Segmentation mask data:
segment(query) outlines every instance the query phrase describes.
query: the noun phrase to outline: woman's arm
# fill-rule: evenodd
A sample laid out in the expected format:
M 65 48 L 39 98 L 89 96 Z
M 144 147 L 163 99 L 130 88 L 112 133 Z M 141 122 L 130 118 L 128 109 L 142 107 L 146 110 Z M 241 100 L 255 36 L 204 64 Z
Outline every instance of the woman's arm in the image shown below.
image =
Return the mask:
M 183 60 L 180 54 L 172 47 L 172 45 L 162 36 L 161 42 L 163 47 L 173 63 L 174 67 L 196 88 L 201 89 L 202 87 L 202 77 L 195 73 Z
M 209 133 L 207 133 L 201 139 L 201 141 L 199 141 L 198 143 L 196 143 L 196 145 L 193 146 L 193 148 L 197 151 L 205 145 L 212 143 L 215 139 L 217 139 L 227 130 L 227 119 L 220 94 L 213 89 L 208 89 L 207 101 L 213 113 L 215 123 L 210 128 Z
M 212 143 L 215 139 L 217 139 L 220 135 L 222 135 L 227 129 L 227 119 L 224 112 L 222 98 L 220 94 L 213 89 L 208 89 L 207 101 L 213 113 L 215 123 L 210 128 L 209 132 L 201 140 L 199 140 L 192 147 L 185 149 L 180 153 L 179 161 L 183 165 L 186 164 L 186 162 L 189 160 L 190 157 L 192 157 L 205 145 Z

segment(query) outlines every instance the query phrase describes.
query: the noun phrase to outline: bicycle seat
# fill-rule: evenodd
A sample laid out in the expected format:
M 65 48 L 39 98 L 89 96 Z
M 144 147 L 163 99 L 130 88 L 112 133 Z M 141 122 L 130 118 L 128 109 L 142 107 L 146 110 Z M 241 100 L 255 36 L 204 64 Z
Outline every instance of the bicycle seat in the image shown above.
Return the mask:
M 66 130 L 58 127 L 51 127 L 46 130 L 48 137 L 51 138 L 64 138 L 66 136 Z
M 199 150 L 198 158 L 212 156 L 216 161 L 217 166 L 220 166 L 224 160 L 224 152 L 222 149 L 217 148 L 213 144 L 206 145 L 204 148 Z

§ **Your task**
Only lines containing the word "seat" should appear in the answer, and every such line from the records above must be there.

§ **Problem solution**
query: the noun phrase to outline: bicycle seat
Outline every instance of the bicycle seat in the image shown above.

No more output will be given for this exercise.